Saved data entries

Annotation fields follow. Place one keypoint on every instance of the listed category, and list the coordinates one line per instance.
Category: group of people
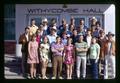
(69, 45)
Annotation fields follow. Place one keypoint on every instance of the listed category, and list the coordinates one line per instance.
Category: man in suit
(24, 39)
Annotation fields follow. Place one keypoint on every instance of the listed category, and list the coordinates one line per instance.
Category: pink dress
(69, 54)
(33, 52)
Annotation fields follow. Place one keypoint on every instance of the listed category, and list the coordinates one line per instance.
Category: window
(87, 19)
(38, 19)
(9, 22)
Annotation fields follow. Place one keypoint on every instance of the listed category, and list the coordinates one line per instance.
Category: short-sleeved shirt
(94, 48)
(52, 38)
(33, 29)
(55, 48)
(81, 45)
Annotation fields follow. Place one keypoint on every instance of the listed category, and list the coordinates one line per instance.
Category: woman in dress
(44, 52)
(94, 57)
(69, 57)
(33, 56)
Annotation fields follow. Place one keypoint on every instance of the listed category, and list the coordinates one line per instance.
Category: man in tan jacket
(109, 52)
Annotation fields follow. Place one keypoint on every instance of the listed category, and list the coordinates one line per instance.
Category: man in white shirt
(33, 27)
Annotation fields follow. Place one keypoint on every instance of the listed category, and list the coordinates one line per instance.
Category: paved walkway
(12, 69)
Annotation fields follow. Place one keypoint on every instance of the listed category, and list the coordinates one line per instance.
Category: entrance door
(87, 19)
(38, 18)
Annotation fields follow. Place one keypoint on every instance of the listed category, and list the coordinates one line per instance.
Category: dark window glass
(9, 11)
(9, 29)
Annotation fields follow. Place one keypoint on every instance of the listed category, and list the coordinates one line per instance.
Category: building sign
(63, 10)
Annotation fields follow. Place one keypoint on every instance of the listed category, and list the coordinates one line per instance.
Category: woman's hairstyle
(47, 39)
(34, 35)
(69, 38)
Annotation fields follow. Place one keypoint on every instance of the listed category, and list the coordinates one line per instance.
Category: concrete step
(14, 77)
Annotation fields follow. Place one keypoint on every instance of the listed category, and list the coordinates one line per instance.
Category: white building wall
(21, 11)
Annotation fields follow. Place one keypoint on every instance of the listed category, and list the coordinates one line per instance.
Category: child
(33, 56)
(44, 52)
(69, 57)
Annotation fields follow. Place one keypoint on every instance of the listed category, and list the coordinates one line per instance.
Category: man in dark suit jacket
(24, 39)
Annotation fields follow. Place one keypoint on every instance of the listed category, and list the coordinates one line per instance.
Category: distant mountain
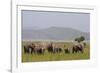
(53, 33)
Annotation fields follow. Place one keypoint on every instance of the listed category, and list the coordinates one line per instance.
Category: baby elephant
(66, 51)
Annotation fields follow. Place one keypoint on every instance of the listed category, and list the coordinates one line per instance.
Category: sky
(45, 19)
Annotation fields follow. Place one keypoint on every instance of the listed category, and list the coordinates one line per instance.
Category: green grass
(57, 56)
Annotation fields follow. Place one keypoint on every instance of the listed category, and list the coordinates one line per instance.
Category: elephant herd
(50, 48)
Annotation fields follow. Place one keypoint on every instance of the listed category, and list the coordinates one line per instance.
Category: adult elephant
(77, 48)
(50, 48)
(29, 49)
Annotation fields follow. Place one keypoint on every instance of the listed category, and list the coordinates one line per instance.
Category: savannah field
(55, 56)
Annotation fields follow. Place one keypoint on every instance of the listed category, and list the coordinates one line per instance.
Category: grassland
(57, 56)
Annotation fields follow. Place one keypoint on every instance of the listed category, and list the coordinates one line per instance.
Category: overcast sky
(40, 19)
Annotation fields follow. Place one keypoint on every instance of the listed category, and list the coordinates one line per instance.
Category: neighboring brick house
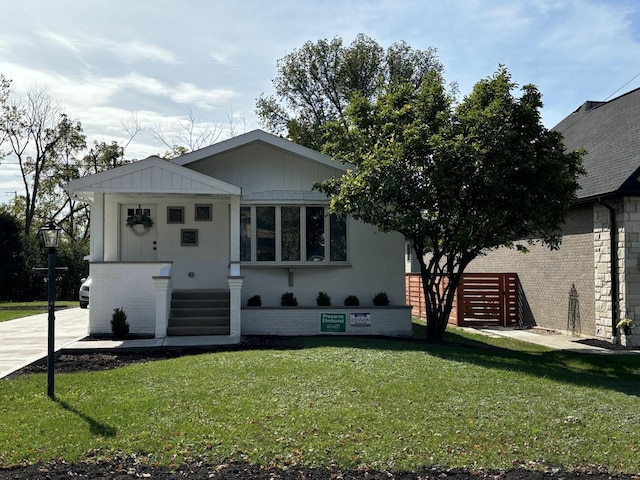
(609, 200)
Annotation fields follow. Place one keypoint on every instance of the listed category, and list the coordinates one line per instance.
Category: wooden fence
(482, 299)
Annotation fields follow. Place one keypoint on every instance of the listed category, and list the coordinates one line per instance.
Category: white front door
(137, 244)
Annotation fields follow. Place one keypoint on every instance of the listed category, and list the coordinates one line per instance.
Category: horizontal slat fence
(481, 300)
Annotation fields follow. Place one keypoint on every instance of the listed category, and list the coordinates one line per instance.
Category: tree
(192, 134)
(456, 181)
(316, 83)
(42, 140)
(12, 273)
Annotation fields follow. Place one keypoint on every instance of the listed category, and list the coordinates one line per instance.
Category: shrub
(380, 299)
(288, 300)
(119, 324)
(323, 300)
(351, 301)
(254, 301)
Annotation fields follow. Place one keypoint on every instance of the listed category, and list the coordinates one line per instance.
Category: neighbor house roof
(610, 134)
(151, 176)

▸ Work request
All the records above must be retyped exactly, except for their pictures.

▸ Finished task
Annotation fields follow. Place one keypoint on every instance of the listed category, and list the coordinates one line per instance.
Category: group of people
(69, 45)
Annotation fields follow. Place one keypoint on every instance of the listed category, and list the coordinates one line per instance.
Category: man in suit
(24, 39)
Annotation fields follow. Place one keypoint on every instance of the listed category, and list the coordinates one line per instance.
Category: pink dress
(69, 54)
(33, 52)
Annotation fields follow. Place one keypoint on every instance of the listed category, and list the coordinates one line per instance.
Category: window
(87, 19)
(38, 19)
(9, 22)
Annotation fields follow. Place one keypoint on every instance of the listed category, and list the coordinates one line per instance.
Category: short-sleeved shirt
(94, 48)
(52, 38)
(33, 29)
(55, 48)
(81, 45)
Annotation fields follow. Place one keypoint on every instance of the listed category, and list the coordinates one line per instance.
Category: woman in dress
(44, 52)
(94, 57)
(69, 57)
(33, 56)
Annotation fields follow. Place one keypoint on every instance of the listed category, and list the coordinates one line per instance.
Category: man in tan jacket
(109, 52)
Annotation fields follow. Place one keypoint on every instance of the listed category, and list the coordinates one line per instance.
Category: man in white shirt
(33, 27)
Annotation fields follow. Place one keypoint on every instance of the listed category, and list the coordinates one line per instance.
Category: paved walkway
(12, 69)
Annotation fields follow. Place one keypoint on every instance of the listed category, and list the coordinates one line per instance.
Category: entrance door
(87, 19)
(38, 18)
Annotation fields follow. Place one keypoint on every instance of the listed category, and list the coordinates one line per instance.
Category: dark window glass
(9, 11)
(9, 29)
Annotation fields follow. Place one keypoint on every instance of the listed category, and list the coordinates one line per instance.
Category: building sign
(63, 10)
Annotation fields follow. Place one keypoint on every instance of the listed category, and list the coordinates one line per instance.
Category: woman's hairstyle
(47, 39)
(34, 35)
(69, 38)
Annotation fields follow. Place one keypoint on every instance of the listed category, and list the coordinates one line per instance.
Category: concrete step
(14, 77)
Annotation fields follow. Place one keypoint on every instance of the listed category, and list the coordinates one line per instance.
Category: white building wall
(21, 11)
Annotation fields follow. Place one keypoint on every instance of the listed category, and list the coordinates one line per instance.
Category: child
(33, 56)
(44, 52)
(69, 57)
Annotation fields follow. Place one keypoint on every instance of the listed category, and list the coordinates one line per instance.
Category: man in dark suit jacket
(24, 39)
Annotation fields follow. Place one keypoint on every instance of the listed category, and list the coordinates one line per instance.
Category: distant mountain
(53, 33)
Annotation fields follow. Place one keypoint on every instance of the listed category, and list the coordinates one line per instance.
Category: baby elephant
(66, 51)
Annotation fields follow. Place one keypoint on every instance of the listed category, and list the coordinates one line per instance.
Category: sky
(45, 19)
Annotation fields follow. Place one keypoint on every instance of the listed category, and list the coordinates one line per instance.
Category: green grass
(57, 56)
Annotation fields follow. Place one keypoint on every instance of the listed category, and list the coordinates one line per instance.
Category: elephant herd
(50, 48)
Annotation fields follow. Place one keypoint on every instance of the listed category, and list the coordinates one line per instance.
Category: adult elephant
(77, 48)
(50, 48)
(29, 49)
Annotation fields follow. Place one keypoint on every instance of the listed category, and list the coordinates one line per instance.
Category: savannah field
(55, 56)
Annotation fields follow. Place one keypoint on every instance of the listed category, and list the coordinates one line per instance.
Category: grassland
(57, 56)
Annotation fields follow. Place one keypoint on every instance of the listed category, and list the coordinates one line per instance.
Category: overcast sky
(40, 19)
Annotation fields follow. Place one keypoint on every instance of the listed category, and list the coordinates one line per instance.
Category: neighboring brick house
(609, 200)
Annotation fields follow. Place one keypoint on every instance of the listed category, and list the coordinates one line per instance.
Category: wooden fence
(482, 299)
Annotation fields follow. Place one keypoint on every instance of the listed category, and list the coordinates one line per instance.
Category: white front door
(137, 244)
Annotation fields follow. Place one keypoint on every instance of the listed category, and list the coordinates one line per instance.
Category: horizontal slat fence
(481, 300)
Annotation fields follow. Place one keypoint on every instance of the listed category, and list the coordinates one line per instance.
Category: tree
(192, 134)
(456, 181)
(316, 83)
(42, 140)
(12, 273)
Annotation fields follow. Place one keypoint on every instance of the listed category, and list the coordinates one line per instance.
Category: shrub
(380, 299)
(288, 300)
(119, 324)
(323, 300)
(351, 301)
(254, 301)
Annotation fields follow. Place one keypoint on every instance of the listed category, and list the coordinates one line per instance.
Category: neighbor house roof
(610, 134)
(151, 176)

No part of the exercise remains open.